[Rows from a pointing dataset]

..............................

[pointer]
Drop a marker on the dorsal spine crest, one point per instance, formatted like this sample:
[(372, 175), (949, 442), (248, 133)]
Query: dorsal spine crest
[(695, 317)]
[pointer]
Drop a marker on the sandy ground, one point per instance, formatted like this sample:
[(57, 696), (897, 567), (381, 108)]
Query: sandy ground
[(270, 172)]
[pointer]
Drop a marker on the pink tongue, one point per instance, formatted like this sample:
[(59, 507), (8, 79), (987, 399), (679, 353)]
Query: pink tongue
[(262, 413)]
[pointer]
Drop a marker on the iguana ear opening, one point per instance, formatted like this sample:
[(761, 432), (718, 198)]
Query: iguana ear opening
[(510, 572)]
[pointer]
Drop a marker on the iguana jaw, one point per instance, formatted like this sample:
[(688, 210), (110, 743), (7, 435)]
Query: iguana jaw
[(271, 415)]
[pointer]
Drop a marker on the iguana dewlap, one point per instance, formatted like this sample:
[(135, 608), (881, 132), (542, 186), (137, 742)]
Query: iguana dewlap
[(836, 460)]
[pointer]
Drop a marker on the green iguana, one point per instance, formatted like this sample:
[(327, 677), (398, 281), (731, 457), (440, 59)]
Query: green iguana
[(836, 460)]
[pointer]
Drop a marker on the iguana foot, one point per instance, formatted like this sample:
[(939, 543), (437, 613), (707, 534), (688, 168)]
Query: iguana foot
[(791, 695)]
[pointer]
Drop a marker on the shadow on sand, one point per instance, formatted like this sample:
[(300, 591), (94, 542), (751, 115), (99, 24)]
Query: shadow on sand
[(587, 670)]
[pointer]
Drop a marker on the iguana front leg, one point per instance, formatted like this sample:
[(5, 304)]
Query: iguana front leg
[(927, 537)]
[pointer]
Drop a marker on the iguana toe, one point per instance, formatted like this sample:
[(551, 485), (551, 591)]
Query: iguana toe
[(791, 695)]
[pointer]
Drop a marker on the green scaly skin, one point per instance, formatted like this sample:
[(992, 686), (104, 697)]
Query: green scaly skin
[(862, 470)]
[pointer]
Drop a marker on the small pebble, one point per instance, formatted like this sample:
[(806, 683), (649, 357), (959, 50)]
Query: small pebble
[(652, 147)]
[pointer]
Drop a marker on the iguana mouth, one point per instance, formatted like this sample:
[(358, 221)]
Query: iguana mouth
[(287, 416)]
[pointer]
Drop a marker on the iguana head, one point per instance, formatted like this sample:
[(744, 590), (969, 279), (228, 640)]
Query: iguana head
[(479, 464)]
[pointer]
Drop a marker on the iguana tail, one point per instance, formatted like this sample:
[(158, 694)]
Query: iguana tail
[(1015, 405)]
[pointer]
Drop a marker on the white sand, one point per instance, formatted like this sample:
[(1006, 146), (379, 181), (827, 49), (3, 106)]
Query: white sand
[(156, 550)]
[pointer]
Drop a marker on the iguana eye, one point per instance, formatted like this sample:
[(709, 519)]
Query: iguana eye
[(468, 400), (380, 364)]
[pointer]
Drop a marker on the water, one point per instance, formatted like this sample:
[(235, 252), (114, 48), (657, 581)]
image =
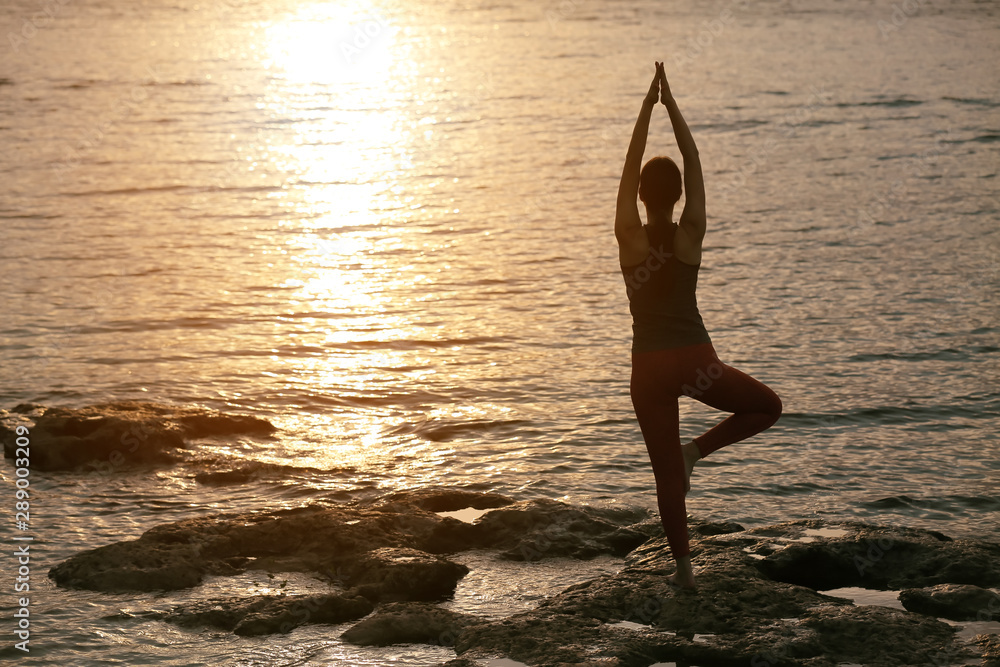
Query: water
[(386, 227)]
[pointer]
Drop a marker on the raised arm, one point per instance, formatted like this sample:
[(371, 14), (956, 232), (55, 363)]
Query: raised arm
[(692, 222), (633, 245)]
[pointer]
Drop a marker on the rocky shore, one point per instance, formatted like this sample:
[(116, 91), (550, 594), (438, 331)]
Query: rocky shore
[(109, 437), (387, 564)]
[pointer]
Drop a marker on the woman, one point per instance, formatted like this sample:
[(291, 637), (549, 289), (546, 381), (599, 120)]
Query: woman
[(672, 353)]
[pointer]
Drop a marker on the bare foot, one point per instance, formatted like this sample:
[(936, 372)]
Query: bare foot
[(691, 456)]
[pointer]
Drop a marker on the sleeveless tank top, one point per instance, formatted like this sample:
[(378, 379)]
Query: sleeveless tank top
[(661, 295)]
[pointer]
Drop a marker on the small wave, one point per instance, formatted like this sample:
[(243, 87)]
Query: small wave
[(946, 354), (438, 431), (898, 102), (972, 100), (950, 504), (259, 470)]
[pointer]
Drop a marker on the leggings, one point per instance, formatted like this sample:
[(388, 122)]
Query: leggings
[(658, 379)]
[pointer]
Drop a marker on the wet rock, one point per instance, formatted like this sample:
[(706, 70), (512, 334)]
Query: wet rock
[(265, 614), (103, 438), (288, 613), (738, 616), (332, 541), (959, 602), (989, 645), (757, 601), (399, 573), (410, 622), (544, 528), (879, 557)]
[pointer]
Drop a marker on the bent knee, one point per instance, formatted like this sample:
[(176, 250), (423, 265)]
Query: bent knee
[(773, 406)]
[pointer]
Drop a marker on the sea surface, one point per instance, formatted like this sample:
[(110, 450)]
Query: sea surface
[(386, 227)]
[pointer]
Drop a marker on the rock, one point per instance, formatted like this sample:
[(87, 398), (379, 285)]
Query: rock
[(409, 622), (549, 528), (758, 603), (332, 541), (265, 614), (399, 573), (738, 616), (103, 438), (959, 602), (989, 645), (288, 613), (879, 557)]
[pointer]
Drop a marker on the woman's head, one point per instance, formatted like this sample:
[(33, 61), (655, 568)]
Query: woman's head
[(660, 184)]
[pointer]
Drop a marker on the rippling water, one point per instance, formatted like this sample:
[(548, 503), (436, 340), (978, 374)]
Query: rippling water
[(386, 227)]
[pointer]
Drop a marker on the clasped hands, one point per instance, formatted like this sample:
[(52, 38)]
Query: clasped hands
[(659, 88)]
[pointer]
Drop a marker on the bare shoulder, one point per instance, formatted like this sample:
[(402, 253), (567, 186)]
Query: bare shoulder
[(686, 247), (633, 247)]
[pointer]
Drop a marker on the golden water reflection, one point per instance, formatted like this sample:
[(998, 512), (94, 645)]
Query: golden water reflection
[(344, 86)]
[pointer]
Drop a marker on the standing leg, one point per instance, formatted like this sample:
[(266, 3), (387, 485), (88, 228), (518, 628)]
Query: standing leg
[(654, 398)]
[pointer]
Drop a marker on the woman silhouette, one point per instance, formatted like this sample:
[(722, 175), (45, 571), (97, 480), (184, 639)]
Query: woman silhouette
[(672, 354)]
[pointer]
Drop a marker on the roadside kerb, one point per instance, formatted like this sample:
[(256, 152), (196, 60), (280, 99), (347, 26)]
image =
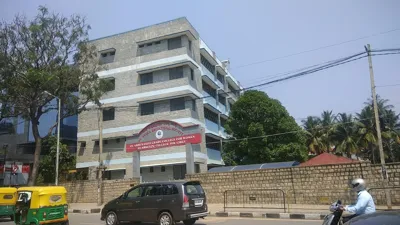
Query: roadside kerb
[(295, 216)]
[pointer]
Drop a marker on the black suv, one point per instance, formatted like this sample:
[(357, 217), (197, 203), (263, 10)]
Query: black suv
[(161, 202)]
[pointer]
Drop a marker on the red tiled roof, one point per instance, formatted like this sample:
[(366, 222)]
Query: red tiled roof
[(327, 159)]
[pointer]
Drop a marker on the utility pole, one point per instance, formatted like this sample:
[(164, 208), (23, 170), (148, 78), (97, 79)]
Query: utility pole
[(100, 167), (378, 130)]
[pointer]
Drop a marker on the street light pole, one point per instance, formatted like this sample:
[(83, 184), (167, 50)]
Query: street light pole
[(58, 134), (58, 139)]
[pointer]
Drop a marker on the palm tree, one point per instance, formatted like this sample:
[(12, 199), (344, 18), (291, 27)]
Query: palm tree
[(313, 130), (345, 135), (327, 122), (367, 131), (391, 132)]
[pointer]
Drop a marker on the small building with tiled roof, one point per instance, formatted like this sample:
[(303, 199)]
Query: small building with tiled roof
[(327, 159)]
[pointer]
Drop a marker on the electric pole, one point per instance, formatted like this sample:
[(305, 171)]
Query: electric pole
[(100, 167), (378, 130)]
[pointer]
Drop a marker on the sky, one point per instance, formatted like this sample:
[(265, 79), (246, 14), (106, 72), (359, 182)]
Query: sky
[(247, 32)]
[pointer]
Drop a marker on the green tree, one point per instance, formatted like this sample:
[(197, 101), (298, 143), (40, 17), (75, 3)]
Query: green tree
[(48, 54), (264, 132), (47, 166), (345, 135), (368, 139)]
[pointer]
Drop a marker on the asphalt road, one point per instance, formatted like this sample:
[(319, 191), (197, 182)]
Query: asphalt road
[(93, 219)]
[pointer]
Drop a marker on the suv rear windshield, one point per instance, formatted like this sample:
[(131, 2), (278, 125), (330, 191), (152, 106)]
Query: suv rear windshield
[(193, 188)]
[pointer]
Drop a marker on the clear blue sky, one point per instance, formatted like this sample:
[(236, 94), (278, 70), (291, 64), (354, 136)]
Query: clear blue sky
[(252, 31)]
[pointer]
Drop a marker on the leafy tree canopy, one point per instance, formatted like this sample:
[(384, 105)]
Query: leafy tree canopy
[(254, 115)]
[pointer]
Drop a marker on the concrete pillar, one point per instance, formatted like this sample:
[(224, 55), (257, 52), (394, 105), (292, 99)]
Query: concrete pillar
[(189, 159), (136, 164)]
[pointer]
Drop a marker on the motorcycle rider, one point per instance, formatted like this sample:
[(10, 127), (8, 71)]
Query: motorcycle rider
[(365, 203)]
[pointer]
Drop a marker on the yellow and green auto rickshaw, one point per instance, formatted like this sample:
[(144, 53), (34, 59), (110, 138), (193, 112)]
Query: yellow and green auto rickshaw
[(41, 205), (8, 197)]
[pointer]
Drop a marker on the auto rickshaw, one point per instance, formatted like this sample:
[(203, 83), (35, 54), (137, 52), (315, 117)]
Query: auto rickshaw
[(41, 205), (8, 197)]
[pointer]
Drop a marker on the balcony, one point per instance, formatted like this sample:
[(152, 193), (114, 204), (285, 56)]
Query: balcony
[(209, 100), (214, 157), (223, 109), (212, 127)]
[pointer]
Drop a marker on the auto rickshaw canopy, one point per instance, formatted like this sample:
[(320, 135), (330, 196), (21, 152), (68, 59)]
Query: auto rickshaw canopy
[(45, 196), (8, 196)]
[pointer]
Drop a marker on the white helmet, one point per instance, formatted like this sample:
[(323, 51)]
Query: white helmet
[(358, 184)]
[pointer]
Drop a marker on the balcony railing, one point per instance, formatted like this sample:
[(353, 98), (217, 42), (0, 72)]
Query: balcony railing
[(209, 100), (211, 126), (214, 156)]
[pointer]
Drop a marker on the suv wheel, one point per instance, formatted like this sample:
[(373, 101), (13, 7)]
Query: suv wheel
[(165, 219), (189, 222), (111, 218)]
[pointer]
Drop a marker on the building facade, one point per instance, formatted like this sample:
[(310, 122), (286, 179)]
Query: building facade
[(160, 72)]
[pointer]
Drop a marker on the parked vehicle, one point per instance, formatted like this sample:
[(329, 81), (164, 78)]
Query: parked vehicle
[(8, 198), (161, 202), (41, 205), (377, 218)]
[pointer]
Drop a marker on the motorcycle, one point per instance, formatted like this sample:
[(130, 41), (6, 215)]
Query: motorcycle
[(335, 218)]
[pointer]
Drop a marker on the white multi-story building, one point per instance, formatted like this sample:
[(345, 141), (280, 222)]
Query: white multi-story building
[(160, 72)]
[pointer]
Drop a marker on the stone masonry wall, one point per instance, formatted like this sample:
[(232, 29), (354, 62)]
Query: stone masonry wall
[(85, 191), (301, 185)]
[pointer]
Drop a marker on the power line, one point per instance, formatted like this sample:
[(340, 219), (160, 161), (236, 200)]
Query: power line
[(388, 85), (315, 49)]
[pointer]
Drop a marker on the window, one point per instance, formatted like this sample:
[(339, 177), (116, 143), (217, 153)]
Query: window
[(176, 73), (177, 104), (109, 84), (174, 43), (83, 144), (108, 114), (147, 109), (194, 105), (207, 64), (220, 77), (153, 190), (146, 78), (170, 189), (135, 193)]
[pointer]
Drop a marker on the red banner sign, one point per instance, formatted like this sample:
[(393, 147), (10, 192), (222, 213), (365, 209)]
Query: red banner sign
[(163, 143)]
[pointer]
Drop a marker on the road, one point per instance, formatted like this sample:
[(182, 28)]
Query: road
[(93, 219)]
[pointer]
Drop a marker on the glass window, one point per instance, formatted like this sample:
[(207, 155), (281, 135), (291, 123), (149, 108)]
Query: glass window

..............................

» Goal
Please rewrite the data from its first line through the line containing "[(695, 317)]", replacing "dorsal spine crest" with "back ridge" and keeping everything else unchanged.

» Problem solution
[pointer]
Drop a marker on the back ridge, one point per instance, formatted like this sample:
[(372, 175), (949, 442), (248, 133)]
Query: back ridge
[(695, 317)]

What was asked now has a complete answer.